━━━ Task inputs
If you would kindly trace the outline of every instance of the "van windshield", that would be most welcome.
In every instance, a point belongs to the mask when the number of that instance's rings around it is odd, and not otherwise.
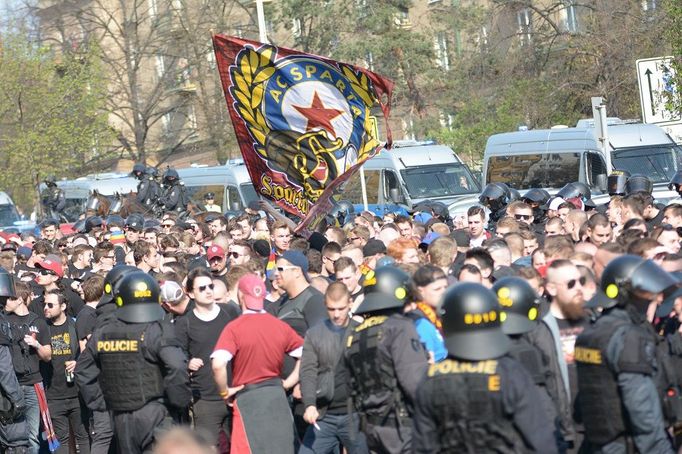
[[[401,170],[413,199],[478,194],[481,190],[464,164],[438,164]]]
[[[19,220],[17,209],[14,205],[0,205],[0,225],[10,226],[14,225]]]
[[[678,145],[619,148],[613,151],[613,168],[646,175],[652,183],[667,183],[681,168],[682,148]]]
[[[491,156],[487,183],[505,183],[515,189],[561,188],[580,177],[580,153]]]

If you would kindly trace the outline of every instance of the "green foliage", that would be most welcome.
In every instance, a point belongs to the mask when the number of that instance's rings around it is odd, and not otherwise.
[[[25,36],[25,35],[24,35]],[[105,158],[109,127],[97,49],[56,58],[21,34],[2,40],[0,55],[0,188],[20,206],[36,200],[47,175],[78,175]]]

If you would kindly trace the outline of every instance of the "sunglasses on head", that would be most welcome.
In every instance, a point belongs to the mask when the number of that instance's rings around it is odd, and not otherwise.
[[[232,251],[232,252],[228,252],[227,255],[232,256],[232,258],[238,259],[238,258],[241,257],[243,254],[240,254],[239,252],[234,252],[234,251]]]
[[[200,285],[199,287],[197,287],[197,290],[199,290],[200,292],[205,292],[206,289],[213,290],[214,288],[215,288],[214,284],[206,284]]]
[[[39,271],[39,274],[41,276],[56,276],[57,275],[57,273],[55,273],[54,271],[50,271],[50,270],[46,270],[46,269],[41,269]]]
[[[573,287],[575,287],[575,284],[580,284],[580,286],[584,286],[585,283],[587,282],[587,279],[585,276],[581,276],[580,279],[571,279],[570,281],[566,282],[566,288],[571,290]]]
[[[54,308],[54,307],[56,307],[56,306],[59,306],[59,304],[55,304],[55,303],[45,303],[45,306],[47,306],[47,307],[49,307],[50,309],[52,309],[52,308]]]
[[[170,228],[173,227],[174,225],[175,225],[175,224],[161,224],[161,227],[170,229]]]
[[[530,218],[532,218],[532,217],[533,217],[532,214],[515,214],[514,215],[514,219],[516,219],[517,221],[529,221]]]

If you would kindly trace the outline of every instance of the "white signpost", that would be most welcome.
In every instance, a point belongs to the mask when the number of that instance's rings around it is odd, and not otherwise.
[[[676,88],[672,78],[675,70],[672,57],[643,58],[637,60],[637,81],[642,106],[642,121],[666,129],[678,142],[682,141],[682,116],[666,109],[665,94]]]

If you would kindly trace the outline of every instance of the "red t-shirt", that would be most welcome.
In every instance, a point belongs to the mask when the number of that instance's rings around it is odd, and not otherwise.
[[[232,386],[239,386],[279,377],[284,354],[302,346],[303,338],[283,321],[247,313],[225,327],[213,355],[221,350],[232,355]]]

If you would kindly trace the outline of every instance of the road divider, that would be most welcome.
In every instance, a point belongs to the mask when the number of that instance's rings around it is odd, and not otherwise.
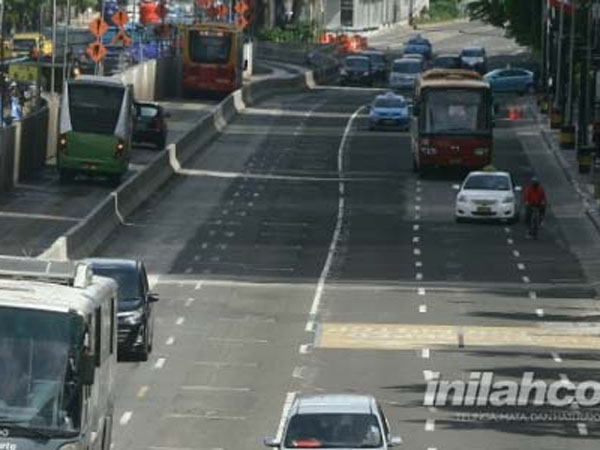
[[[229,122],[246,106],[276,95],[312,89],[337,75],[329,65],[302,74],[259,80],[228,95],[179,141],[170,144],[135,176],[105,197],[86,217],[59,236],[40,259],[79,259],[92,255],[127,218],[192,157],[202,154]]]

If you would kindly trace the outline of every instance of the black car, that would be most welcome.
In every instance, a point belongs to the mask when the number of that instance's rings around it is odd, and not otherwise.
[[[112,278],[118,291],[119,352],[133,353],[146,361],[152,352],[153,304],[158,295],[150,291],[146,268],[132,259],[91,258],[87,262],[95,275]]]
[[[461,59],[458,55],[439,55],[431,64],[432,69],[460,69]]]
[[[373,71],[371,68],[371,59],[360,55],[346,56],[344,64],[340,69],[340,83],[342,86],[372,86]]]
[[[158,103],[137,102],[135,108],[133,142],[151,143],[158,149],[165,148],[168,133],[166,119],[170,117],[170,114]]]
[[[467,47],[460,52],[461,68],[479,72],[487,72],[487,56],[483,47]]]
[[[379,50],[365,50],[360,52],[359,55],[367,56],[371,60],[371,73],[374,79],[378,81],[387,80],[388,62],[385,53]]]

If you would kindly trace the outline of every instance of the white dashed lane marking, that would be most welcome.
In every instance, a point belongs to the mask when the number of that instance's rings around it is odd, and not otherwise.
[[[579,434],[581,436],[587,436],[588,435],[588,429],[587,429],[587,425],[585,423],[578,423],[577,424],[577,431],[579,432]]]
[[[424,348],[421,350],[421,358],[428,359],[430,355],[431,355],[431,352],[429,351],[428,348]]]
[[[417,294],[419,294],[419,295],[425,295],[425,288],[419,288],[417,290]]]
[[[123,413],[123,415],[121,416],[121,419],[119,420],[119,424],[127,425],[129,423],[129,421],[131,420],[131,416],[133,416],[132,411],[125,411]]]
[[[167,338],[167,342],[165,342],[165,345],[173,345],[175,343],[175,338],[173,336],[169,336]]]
━━━━━━
→ **Required work**
What lines in the entries above hold "white"? Copy every one.

→ **Task answer**
If you would kindly trace the outline of every instance of the "white signpost", that would be most welcome.
If you would kindly trace the outline of every instance of the white dashed lane marking, that would be most welcome.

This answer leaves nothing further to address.